Document passage
For those readers unfamiliar with the R statistical software and the additional Tidyverse software I use to manipulate and plot data, I’ve included some additional explanation of various steps. For more information check out the the tutorial “Getting started with the Tidyverse”.

Setup and data preparation

Libraries

I use the following packages for the following purposes:

  • tidyverse: do general data manipulation.
  • readxl: read Excel spreadsheets (part of the Tidyverse, but not loaded by default).
  • tidycensus: retrieve U.S. census data.
  • tigris: retrieve U.S. census geospatial data.
  • sf: manipulate geospatial data.
  • viridis: obtain special color palettes for graphs.
  • knitr: display tabular data.
  • tools: compute MD5 checksums.
library(tidyverse)
library(readxl)
library(tidycensus)
library(tigris)
library(sf)
library(viridis)
library(knitr)
library(tools)

The tidycensus and tigris packages require a Census API key. I previously obtained such a key and stored it for use by the functions included in the tidycensus and tigris packages.

Data sources

I use data from the following sources; see the References section below for more information:

  • Median home value estimates are from the American Community Survey table B25077, and are accessed via the tidycensus get_acs() function.
  • Census tract boundaries are from the U.S. Census Bureau cartographic boundaries data, and are accessed via the tigris tracts() function.
  • Road geometry is also from the U.S. Census bureau, and is accessed via the tigris roads() function.
  • allitems.xlsx. Consumer Price Index data used to adjust for inflation.

I check to make sure that the versions of the files being used in this analysis are identical to the versions of the files I originally downloaded. I do this by comparing the MD5 checksums of the files against MD5 values I previously computed, and stopping execution if they do not match.

stopifnot(md5sum("allitems.xlsx") == "f890a4aff139ca003246d17491d51272")

Reading in and preparing the data

I first use the tidycensus get_acs() function to retrieve median home value estimates from the 2010 and 2017 ACS 5-year estimates for all census tracts in Howard County. This function returns data in tidy format, with the following columns:

  • GEOID. An 11-character geographic ID combining the 2-digit FIPS code for Maryland (“24”), the 3-digit FIPS Code for Howard County (“027”), and the 6-digit FIPS code for the individual census tract within Howard County.
  • NAME. The name of the census tract.
  • variable. References the ACS variable being retrieved (which we here name mhv).
  • estimate. The ACS 5-year estimate for the variable’s value.
  • moe. The margin of error for the estimate.

I take the tables returned by get_acs() and add a new variable year containing the year of the estimate. To reduce the amount of code I create a function get_mhv() to retrieve the ACS estimates for a given year y, and then use the map() function to execute the function for both 2010 and 2017. I then use the bind_rows() function to consolidate the results together into a single table mhv.

Records
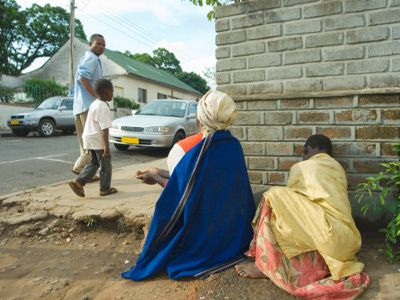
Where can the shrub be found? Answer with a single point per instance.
(123, 102)
(41, 89)
(385, 184)
(6, 94)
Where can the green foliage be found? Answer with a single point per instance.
(38, 31)
(214, 4)
(6, 94)
(166, 60)
(125, 103)
(41, 89)
(194, 80)
(383, 185)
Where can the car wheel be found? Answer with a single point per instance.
(180, 135)
(121, 147)
(20, 132)
(68, 131)
(46, 128)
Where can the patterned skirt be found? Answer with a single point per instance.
(306, 275)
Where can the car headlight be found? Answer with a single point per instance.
(157, 129)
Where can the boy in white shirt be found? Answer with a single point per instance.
(95, 139)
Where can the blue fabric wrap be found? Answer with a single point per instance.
(215, 225)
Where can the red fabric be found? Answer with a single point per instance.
(306, 275)
(191, 141)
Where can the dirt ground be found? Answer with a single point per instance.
(60, 259)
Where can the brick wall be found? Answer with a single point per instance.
(300, 67)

Problem to solve
In the R tutorial above, what columns does the get_acs() function return?

Complete output
GEOID, NAME, variable, estimate, moe